▸ **SUPPLIED INFORMATION**:
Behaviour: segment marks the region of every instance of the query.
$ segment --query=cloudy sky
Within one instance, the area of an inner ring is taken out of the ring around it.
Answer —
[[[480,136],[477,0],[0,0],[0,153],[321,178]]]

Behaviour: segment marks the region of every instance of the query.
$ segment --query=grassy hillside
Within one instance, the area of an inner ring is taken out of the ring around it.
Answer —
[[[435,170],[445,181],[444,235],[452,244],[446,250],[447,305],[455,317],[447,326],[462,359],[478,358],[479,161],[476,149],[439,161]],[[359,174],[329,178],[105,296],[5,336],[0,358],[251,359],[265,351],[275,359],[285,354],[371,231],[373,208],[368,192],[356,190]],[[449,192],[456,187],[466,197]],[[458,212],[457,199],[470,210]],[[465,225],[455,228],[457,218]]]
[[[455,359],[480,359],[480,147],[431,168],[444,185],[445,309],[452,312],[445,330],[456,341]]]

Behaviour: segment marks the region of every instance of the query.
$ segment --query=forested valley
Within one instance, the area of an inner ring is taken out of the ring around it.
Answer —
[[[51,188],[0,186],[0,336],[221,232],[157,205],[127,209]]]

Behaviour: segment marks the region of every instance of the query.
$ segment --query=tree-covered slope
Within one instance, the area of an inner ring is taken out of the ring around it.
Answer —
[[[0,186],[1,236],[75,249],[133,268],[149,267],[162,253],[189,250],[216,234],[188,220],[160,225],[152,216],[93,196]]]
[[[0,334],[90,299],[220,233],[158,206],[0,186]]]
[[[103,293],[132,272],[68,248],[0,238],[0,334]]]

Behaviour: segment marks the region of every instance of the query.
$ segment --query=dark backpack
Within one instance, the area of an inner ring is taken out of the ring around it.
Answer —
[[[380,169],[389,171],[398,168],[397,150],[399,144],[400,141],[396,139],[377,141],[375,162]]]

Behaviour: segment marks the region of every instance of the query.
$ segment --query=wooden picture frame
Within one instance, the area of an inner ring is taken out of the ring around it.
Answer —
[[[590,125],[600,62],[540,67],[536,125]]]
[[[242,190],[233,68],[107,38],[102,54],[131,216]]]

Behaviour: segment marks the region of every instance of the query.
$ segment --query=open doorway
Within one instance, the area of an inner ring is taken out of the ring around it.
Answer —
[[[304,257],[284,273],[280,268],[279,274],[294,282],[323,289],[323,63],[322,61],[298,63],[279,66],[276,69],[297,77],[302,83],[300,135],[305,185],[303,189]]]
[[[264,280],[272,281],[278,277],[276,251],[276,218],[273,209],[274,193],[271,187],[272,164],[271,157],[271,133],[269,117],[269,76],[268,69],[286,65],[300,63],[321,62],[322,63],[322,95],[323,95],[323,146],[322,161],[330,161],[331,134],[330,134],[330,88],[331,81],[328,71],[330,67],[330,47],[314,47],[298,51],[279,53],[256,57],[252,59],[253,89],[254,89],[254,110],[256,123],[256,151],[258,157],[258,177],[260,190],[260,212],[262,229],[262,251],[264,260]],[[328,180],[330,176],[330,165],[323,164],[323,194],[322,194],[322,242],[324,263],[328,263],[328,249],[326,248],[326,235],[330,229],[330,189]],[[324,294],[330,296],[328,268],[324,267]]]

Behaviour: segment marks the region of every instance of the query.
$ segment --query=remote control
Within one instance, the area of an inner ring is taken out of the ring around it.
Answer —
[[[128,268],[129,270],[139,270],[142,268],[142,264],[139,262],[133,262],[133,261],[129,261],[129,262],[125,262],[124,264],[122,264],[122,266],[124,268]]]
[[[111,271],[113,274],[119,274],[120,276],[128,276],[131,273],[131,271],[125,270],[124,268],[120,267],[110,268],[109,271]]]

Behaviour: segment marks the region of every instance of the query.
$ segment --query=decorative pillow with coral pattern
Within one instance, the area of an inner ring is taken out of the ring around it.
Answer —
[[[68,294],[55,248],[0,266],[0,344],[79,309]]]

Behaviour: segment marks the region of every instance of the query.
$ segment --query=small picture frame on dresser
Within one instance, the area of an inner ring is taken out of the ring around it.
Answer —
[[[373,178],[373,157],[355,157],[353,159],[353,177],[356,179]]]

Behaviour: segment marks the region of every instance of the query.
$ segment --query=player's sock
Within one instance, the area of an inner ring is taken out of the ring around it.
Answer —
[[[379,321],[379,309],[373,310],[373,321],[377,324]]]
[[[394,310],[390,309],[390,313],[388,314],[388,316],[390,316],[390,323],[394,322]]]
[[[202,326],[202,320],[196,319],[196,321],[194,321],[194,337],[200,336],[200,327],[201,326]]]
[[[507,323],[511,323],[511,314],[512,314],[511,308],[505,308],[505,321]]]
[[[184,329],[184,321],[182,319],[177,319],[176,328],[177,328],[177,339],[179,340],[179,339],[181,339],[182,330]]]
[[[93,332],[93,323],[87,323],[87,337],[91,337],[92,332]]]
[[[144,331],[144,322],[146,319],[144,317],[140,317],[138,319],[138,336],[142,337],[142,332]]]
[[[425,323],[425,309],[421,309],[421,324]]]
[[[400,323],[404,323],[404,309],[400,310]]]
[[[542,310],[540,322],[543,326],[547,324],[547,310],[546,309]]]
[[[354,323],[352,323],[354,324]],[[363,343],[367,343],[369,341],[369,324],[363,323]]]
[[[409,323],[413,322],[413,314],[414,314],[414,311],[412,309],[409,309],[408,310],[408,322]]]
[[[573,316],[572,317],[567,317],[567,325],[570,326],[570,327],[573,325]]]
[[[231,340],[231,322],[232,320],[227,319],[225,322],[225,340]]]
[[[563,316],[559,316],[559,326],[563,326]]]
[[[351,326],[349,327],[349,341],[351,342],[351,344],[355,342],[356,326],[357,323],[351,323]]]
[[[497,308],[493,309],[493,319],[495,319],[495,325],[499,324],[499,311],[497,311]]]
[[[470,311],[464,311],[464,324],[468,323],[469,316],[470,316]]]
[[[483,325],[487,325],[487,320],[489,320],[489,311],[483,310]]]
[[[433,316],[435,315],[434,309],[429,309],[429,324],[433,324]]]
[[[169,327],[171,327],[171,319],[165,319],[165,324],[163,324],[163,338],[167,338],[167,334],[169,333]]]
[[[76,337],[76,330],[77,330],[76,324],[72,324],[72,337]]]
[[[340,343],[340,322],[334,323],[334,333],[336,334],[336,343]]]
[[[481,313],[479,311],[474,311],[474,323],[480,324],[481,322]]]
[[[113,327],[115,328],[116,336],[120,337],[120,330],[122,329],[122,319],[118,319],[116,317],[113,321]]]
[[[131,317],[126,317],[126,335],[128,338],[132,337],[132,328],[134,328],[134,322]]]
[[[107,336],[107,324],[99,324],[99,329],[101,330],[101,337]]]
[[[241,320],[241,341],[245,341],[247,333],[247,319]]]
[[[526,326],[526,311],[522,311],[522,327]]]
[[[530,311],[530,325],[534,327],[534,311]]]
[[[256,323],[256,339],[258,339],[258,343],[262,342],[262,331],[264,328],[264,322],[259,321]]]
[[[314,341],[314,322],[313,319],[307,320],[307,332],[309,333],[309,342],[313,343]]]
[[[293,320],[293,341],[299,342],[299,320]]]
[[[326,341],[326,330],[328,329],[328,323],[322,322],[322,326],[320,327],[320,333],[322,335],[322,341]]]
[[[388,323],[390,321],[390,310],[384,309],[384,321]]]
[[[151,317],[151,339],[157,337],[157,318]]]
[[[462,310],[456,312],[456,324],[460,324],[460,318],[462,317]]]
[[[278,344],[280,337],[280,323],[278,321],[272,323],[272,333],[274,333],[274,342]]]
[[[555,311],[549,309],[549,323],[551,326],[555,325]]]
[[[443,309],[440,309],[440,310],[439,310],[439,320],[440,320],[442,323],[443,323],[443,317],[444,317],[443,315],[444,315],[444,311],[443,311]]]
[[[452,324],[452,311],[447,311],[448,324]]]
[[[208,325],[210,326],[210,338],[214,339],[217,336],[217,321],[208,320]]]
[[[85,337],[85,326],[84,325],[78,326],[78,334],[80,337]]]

▸ **EXERCISE**:
The required output is every line above from the one with "--query=wooden picture frame" down to the one with "segment --query=remote control", restated word for word, ends included.

▸ **SOLUTION FOR THIS EXERCISE**:
$ segment --query=wooden picture frame
Within one instance, the area of an inner ring is taken out of the ring around it.
Answer —
[[[590,125],[600,62],[540,67],[536,125]]]
[[[242,190],[233,68],[107,38],[102,54],[131,216]]]

Behaviour: segment marks the region of every instance of the query.
$ segment --query=open doorway
Within one instance, the area of an inner ring is taken out of the ring around it.
Answer —
[[[304,257],[284,273],[280,268],[279,274],[294,282],[323,289],[323,63],[322,61],[298,63],[279,66],[276,69],[297,77],[302,83],[300,135],[305,185],[303,189]]]
[[[264,280],[272,281],[278,277],[276,251],[276,218],[273,209],[274,193],[271,187],[272,164],[271,157],[271,133],[269,117],[269,76],[268,69],[286,65],[300,63],[321,62],[322,63],[322,95],[323,95],[323,146],[322,161],[330,161],[331,134],[330,134],[330,88],[331,81],[328,71],[330,67],[330,47],[314,47],[298,51],[279,53],[256,57],[252,59],[253,89],[254,89],[254,110],[256,123],[256,151],[258,157],[258,177],[260,190],[260,212],[262,229],[262,251],[264,260]],[[328,180],[330,176],[330,165],[323,164],[323,194],[322,194],[322,242],[324,263],[328,263],[328,249],[326,248],[326,235],[330,229],[330,189]],[[324,294],[330,296],[328,268],[324,267]]]

Behaviour: segment marks the region of every instance of the query.
$ segment --query=remote control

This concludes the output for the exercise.